__EXERCISE MATERIALS__:
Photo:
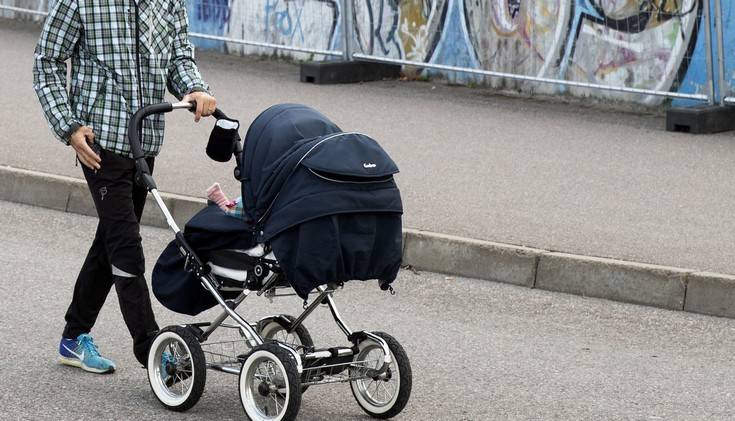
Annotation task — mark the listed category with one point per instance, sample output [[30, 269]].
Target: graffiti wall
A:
[[648, 44]]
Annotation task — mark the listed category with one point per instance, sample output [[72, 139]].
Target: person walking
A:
[[124, 54]]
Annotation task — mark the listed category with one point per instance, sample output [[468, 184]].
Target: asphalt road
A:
[[479, 350], [547, 175]]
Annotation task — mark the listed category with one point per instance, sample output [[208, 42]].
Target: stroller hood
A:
[[297, 166]]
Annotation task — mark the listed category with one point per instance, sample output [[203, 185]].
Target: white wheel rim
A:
[[263, 367], [377, 396], [178, 392], [275, 331]]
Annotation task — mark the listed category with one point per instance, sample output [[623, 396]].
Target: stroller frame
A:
[[313, 366]]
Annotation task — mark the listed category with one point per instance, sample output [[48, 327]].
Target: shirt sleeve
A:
[[59, 37], [183, 75]]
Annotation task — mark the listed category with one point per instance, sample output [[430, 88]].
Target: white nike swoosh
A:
[[80, 356]]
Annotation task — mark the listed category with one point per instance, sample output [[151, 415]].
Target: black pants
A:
[[119, 203]]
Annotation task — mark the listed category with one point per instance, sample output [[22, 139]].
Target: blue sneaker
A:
[[83, 353]]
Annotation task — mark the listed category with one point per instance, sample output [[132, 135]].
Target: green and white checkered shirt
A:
[[99, 37]]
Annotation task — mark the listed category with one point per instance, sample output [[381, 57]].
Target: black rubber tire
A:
[[292, 374], [405, 382], [198, 365]]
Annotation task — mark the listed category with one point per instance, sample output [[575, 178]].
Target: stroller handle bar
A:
[[143, 174]]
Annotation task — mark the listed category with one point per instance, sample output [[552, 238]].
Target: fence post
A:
[[720, 52], [708, 52], [347, 28]]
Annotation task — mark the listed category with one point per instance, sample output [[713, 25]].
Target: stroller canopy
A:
[[297, 166]]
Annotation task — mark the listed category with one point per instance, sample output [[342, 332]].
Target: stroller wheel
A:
[[177, 369], [276, 328], [269, 384], [386, 395]]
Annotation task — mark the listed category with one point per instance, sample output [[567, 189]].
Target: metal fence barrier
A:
[[538, 43]]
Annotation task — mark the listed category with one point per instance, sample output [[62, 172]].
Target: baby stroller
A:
[[321, 208]]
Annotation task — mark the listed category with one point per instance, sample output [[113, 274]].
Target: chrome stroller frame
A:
[[301, 364]]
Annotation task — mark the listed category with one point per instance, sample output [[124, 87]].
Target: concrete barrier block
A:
[[34, 188], [617, 280], [472, 258], [711, 293]]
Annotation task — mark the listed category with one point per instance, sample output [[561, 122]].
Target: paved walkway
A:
[[551, 176], [479, 350]]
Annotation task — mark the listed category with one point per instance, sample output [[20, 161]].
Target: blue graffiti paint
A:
[[454, 47], [286, 20], [208, 17], [695, 80]]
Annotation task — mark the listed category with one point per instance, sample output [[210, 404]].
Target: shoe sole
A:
[[76, 363]]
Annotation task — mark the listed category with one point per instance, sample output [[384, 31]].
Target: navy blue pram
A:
[[321, 208], [323, 201]]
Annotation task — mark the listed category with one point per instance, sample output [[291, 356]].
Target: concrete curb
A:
[[646, 284]]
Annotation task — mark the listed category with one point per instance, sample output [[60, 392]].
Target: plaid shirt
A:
[[99, 37]]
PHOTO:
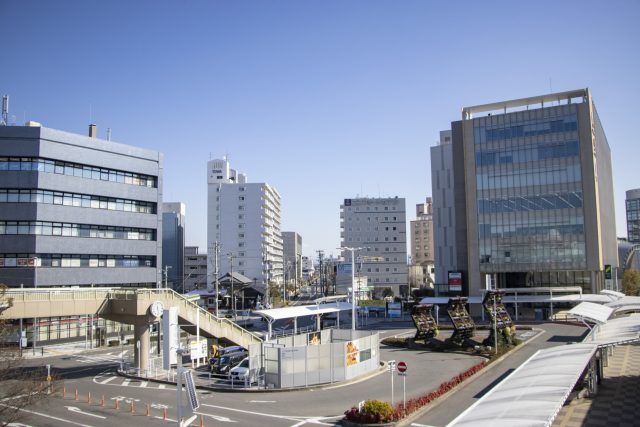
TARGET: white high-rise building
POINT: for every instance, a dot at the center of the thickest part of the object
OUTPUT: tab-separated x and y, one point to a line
243	220
378	226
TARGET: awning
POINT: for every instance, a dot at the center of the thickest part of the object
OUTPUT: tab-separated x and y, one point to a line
302	310
596	313
534	393
616	331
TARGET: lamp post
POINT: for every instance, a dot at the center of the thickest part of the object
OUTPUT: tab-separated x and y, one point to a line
353	285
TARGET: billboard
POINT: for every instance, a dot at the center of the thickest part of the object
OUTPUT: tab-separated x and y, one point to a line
455	281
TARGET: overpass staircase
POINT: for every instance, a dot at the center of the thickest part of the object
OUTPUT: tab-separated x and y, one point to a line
121	305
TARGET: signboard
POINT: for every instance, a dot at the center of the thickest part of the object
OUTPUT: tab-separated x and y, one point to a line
198	350
455	281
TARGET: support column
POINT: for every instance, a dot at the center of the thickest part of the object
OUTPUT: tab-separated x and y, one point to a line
141	334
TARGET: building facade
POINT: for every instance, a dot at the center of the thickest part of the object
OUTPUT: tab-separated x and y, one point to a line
449	218
632	204
173	228
195	269
77	210
378	226
538	192
243	219
292	249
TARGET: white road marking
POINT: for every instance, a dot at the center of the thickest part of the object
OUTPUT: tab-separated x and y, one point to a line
216	417
45	415
79	411
108	380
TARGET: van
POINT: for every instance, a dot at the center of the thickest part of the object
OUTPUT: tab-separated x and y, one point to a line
224	363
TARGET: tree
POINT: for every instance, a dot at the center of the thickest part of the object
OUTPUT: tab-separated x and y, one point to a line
19	386
631	282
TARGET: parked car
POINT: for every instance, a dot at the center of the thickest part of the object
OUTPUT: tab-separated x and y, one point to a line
242	373
223	365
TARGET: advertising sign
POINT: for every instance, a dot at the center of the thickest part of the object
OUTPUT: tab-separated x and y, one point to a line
455	281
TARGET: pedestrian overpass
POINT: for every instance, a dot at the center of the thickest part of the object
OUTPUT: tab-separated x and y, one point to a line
131	306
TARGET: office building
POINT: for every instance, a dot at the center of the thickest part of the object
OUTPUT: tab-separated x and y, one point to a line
173	223
449	218
378	226
195	269
76	210
421	231
539	193
243	219
632	204
292	248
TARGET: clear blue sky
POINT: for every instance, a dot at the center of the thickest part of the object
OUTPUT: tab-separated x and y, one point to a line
324	100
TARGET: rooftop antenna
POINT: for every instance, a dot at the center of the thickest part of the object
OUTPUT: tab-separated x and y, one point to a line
5	110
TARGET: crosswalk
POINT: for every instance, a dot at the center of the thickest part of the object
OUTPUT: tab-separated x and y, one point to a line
112	357
113	379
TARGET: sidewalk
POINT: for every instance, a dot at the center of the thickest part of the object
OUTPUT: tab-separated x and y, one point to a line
617	402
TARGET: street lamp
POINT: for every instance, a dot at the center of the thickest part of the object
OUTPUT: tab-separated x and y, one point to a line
353	286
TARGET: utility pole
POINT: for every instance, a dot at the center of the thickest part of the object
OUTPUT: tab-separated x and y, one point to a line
233	295
216	251
320	279
166	275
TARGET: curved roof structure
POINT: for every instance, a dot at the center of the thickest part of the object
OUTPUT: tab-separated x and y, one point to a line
534	393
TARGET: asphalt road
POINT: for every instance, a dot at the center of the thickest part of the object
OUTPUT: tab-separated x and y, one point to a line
94	372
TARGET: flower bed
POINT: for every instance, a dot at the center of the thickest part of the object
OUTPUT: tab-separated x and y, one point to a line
366	416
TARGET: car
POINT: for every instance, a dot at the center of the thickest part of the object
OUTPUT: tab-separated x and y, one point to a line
242	373
223	365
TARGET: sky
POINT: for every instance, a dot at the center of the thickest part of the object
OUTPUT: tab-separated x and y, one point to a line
324	100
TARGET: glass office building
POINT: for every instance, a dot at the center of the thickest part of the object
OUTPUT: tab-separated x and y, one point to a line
539	192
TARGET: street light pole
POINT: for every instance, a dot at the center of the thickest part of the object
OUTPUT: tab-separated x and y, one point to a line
353	286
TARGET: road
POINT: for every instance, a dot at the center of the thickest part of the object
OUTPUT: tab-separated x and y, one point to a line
94	372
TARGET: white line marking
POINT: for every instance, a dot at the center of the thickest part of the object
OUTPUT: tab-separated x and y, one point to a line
46	416
78	411
108	380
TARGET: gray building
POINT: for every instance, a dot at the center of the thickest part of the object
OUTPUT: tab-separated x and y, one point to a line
77	210
173	223
378	226
538	193
632	204
195	269
292	250
449	218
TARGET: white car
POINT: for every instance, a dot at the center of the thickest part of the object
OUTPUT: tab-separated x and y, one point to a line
242	373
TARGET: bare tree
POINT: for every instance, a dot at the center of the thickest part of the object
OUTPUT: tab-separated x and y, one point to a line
19	386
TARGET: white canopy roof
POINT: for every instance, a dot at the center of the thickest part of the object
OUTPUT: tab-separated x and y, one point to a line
616	331
596	313
534	393
302	310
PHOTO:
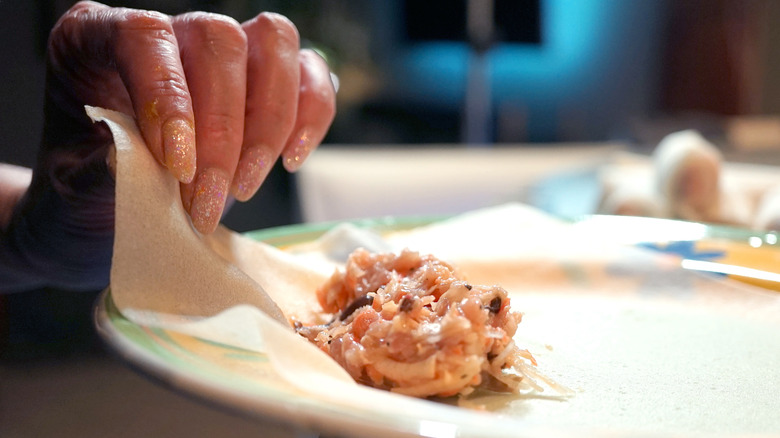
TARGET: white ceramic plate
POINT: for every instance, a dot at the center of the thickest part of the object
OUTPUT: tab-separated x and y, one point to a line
649	348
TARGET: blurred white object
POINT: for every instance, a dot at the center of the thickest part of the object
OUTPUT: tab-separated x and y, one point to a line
687	178
687	170
349	183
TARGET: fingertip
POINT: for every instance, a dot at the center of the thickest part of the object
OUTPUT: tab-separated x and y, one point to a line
252	170
208	200
179	149
298	148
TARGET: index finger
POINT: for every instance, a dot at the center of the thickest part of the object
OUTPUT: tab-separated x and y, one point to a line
147	57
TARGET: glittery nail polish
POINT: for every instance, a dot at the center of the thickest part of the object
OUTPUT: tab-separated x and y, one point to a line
179	149
208	199
253	168
297	151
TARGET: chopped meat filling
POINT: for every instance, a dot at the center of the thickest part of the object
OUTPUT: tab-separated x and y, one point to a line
410	324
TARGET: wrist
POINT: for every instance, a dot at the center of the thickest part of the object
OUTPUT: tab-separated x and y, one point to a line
60	235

__DO THIS__: Edit the data from its beginning through the line containing "[[124, 54]]" by changing "person walking" to "pedestrian", keeping everything else the same. Leave the pictures out of your answer.

__RIGHT ANSWER__:
Photo:
Annotation task — mark the listed category with one point per instance, sample output [[30, 269]].
Target: graffiti wall
A:
[[648, 44]]
Annotation task — mark the listed category with one point per instance, sample output [[72, 139]].
Target: pedestrian
A:
[[124, 54]]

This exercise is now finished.